§ **Aim of the exercise**
An exact copy of the lines from the one containing "column 71, row 40" to the end of the records below is required, and nothing else.

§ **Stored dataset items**

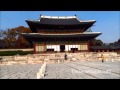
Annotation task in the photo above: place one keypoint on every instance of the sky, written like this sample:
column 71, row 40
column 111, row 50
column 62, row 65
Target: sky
column 108, row 22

§ **Answer to this exercise**
column 71, row 40
column 111, row 50
column 62, row 65
Target: sky
column 108, row 22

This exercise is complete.